======== ЦИТИРУЕМЫЙ ТЕКСТ ========

Ты, дерево, найди его в земле,
Обвей своими сильными корнями,
Согрей его в своём живом тепле
И будь последней связью между нами.

22 ноября 1995 г.

и Эпитафия Владимиру Буричу – 

Спи, ты нашел покой в могиле.
Господь простил твои грехи.
А что ты не доделал в мире,
доделают твои стихи.

В кругу общих знакомых слышала мнение, что у Музы трудный характер. Но у кого, вообще-то, он не трудный? Особенно – у щедро одаренных!
Самое большое испытание, где обнажённо проявляется и хорошее и плохое в характере, Муза прошла с честью – долгая, сложная, интересная и порой непереносимая жизнь в браке. Почти сорок лет бок о бок вместе. Однако в отношениях с друзьями всегда царил редкий, ценный дар – преданность и постоянство в дружбе, щедрость и, можно сказать, самоотверженность. Никогда не жалела для друзей ни времени, чтобы помочь или встретиться, ни денег, чтобы выручить или сделать прекрасный, дорогой подарок. Ценила, помогала, оберегала и… ревновала.

======== ИСХОДНЫЕ ДАННЫЕ ========

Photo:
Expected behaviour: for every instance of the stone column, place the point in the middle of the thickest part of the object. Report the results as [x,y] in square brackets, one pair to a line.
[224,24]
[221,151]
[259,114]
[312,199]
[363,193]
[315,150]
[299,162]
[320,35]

========

→ **КОРОТКОЕ ЗАДАНИЕ**:
Сколько лет, согласно воспоминаниям о Музе, продолжалась её жизнь в браке?

→ **ПИСЬМЕННЫЙ ОТВЕТ**:
Почти сорок лет.